**Exercise objective:**
Recast the lines below as a Markdown table with the columns Row and Text, starting at the first line and ending at the line that contains "74L119 89L140 90L138", both included. Number the rows, omit blank lines, and leave the pictures out.

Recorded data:
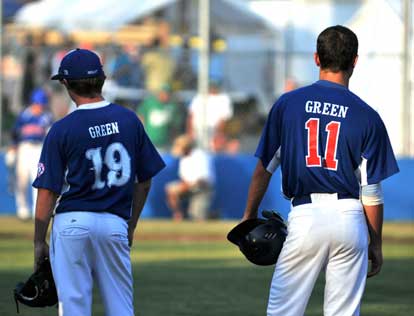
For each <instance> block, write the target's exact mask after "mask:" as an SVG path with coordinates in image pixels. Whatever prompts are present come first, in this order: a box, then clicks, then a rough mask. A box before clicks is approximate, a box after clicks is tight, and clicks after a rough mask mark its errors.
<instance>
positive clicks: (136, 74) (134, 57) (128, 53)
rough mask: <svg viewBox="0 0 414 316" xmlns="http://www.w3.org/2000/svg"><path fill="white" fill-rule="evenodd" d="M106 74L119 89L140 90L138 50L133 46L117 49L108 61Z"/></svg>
mask: <svg viewBox="0 0 414 316" xmlns="http://www.w3.org/2000/svg"><path fill="white" fill-rule="evenodd" d="M107 68H108V74H109V76H110V78H111V79H112V80H114V81H115V82H116V84H117V85H119V86H121V87H133V88H141V87H142V82H143V77H144V75H143V71H142V68H141V65H140V62H139V55H138V49H137V47H135V46H134V45H125V46H123V47H117V49H116V50H115V54H114V55H113V57H112V58H111V59H110V60H109V61H108V67H107Z"/></svg>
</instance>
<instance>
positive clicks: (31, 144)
mask: <svg viewBox="0 0 414 316" xmlns="http://www.w3.org/2000/svg"><path fill="white" fill-rule="evenodd" d="M41 152H42V144H41V143H31V142H22V143H20V144H19V145H18V147H17V156H16V208H17V216H18V217H19V218H20V219H28V218H34V214H35V204H36V198H37V189H36V188H33V187H32V186H31V185H32V183H33V181H34V180H35V179H36V176H37V164H38V162H39V159H40V154H41ZM29 187H31V188H32V204H30V203H29V196H28V195H27V193H28V189H29Z"/></svg>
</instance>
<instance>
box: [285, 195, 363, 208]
mask: <svg viewBox="0 0 414 316" xmlns="http://www.w3.org/2000/svg"><path fill="white" fill-rule="evenodd" d="M322 194H323V193H322ZM326 194H333V193H326ZM337 194H338V200H342V199H358V198H356V197H355V196H352V195H351V194H349V193H337ZM309 203H312V199H311V196H310V195H302V196H296V197H294V198H293V199H292V205H293V206H298V205H302V204H309Z"/></svg>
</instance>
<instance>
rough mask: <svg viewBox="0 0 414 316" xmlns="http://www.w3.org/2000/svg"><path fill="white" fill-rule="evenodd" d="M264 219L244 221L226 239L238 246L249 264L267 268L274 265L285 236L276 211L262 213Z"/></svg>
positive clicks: (236, 227)
mask: <svg viewBox="0 0 414 316" xmlns="http://www.w3.org/2000/svg"><path fill="white" fill-rule="evenodd" d="M262 215H263V217H265V218H266V219H261V218H255V219H249V220H246V221H244V222H242V223H240V224H238V225H237V226H236V227H234V228H233V229H232V230H231V231H230V232H229V233H228V235H227V239H228V240H229V241H230V242H232V243H233V244H235V245H237V246H239V248H240V251H241V252H242V253H243V254H244V256H245V257H246V258H247V260H249V261H250V262H252V263H254V264H257V265H260V266H267V265H272V264H275V263H276V261H277V258H278V257H279V254H280V251H281V250H282V247H283V243H284V241H285V239H286V236H287V228H286V224H285V222H284V221H283V218H282V216H281V215H280V214H279V213H278V212H276V211H263V212H262Z"/></svg>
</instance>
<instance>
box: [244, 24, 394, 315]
mask: <svg viewBox="0 0 414 316" xmlns="http://www.w3.org/2000/svg"><path fill="white" fill-rule="evenodd" d="M314 59H315V63H316V65H317V66H318V67H319V79H320V80H319V81H316V82H315V83H313V84H311V85H309V86H306V87H303V88H299V89H296V90H293V91H291V92H288V93H285V94H283V95H282V96H281V97H280V98H279V99H278V100H277V101H276V103H275V104H274V105H273V107H272V108H271V110H270V113H269V116H268V119H267V123H266V125H265V127H264V129H263V132H262V136H261V139H260V142H259V145H258V147H257V151H256V157H258V159H259V160H258V163H257V166H256V169H255V171H254V174H253V177H252V180H251V184H250V188H249V194H248V200H247V204H246V208H245V212H244V216H243V220H247V219H251V218H255V217H257V213H258V207H259V204H260V202H261V200H262V198H263V195H264V193H265V192H266V189H267V187H268V184H269V181H270V179H271V176H272V174H273V172H274V171H275V170H276V169H277V168H278V167H279V166H280V168H281V173H282V189H283V194H284V196H285V197H286V198H288V199H290V200H291V204H292V207H291V210H290V213H289V216H288V236H287V239H286V241H285V243H284V246H283V249H282V252H281V253H280V256H279V258H278V261H277V263H276V267H275V272H274V275H273V280H272V284H271V289H270V296H269V300H268V307H267V315H268V316H276V315H278V316H279V315H283V316H299V315H304V313H305V309H306V305H307V302H308V299H309V297H310V295H311V292H312V289H313V287H314V284H315V282H316V280H317V277H318V275H319V273H320V272H321V271H324V272H325V297H324V315H325V316H333V315H335V316H341V315H343V316H345V315H346V316H350V315H359V309H360V302H361V298H362V295H363V292H364V288H365V283H366V278H367V276H368V277H371V276H374V275H376V274H378V273H379V272H380V269H381V266H382V262H383V258H382V246H381V244H382V234H381V232H382V222H383V203H384V202H383V194H382V190H381V181H382V180H384V179H386V178H388V177H390V176H391V175H393V174H395V173H397V172H398V171H399V170H398V166H397V163H396V160H395V157H394V154H393V151H392V148H391V144H390V141H389V138H388V135H387V131H386V128H385V126H384V124H383V122H382V120H381V118H380V116H379V115H378V113H377V112H375V111H374V110H373V109H372V108H371V107H370V106H369V105H367V104H366V103H365V102H364V101H362V100H361V99H360V98H359V97H358V96H357V95H355V94H354V93H352V92H351V91H350V90H349V89H348V84H349V80H350V77H351V75H352V73H353V70H354V67H355V65H356V63H357V60H358V39H357V36H356V35H355V34H354V33H353V32H352V31H351V30H350V29H348V28H346V27H343V26H340V25H337V26H332V27H329V28H327V29H325V30H324V31H323V32H322V33H321V34H319V36H318V39H317V50H316V53H315V55H314ZM368 259H370V260H371V267H370V269H368ZM368 270H369V271H368Z"/></svg>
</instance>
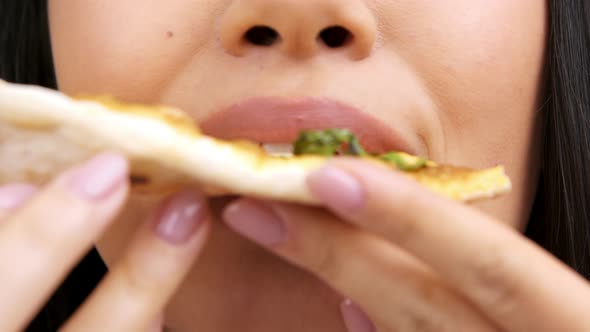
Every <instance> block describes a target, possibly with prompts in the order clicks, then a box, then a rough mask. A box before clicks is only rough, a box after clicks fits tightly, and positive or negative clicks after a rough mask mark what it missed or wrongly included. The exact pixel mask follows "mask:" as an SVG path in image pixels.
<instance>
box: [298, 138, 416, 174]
mask: <svg viewBox="0 0 590 332" xmlns="http://www.w3.org/2000/svg"><path fill="white" fill-rule="evenodd" d="M294 153H295V155H304V154H315V155H321V156H336V155H351V156H362V157H373V158H377V159H380V160H382V161H385V162H387V163H389V164H391V165H392V166H394V167H396V168H397V169H400V170H403V171H416V170H418V169H420V168H423V167H426V166H427V160H426V158H423V157H417V156H412V155H410V154H407V153H404V152H395V151H393V152H388V153H384V154H380V155H379V154H370V153H367V152H366V151H365V149H364V148H363V147H362V146H361V144H360V142H359V140H358V138H357V137H356V136H355V135H354V134H353V133H352V132H351V131H349V130H347V129H326V130H315V131H303V132H301V134H300V135H299V138H298V139H297V141H296V142H295V143H294Z"/></svg>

**Result of the task:**
| Row | Text |
|---|---|
| 1 | For each <instance> block, write the target's exact mask after "mask:" as an SVG path with coordinates in image pixels. Whatever prompts are present come first, in this order: a box, then clicks, then a rough mask. A box before clicks is approximate, a box after clicks is tight, and clicks after a rough mask mark its errors. |
| 2 | <instance> |
| 3 | positive clicks: (136, 74) (134, 57) (128, 53) |
| 4 | rough mask: <svg viewBox="0 0 414 316" xmlns="http://www.w3.org/2000/svg"><path fill="white" fill-rule="evenodd" d="M106 74L119 89L140 90L138 50L133 46L117 49L108 61Z"/></svg> |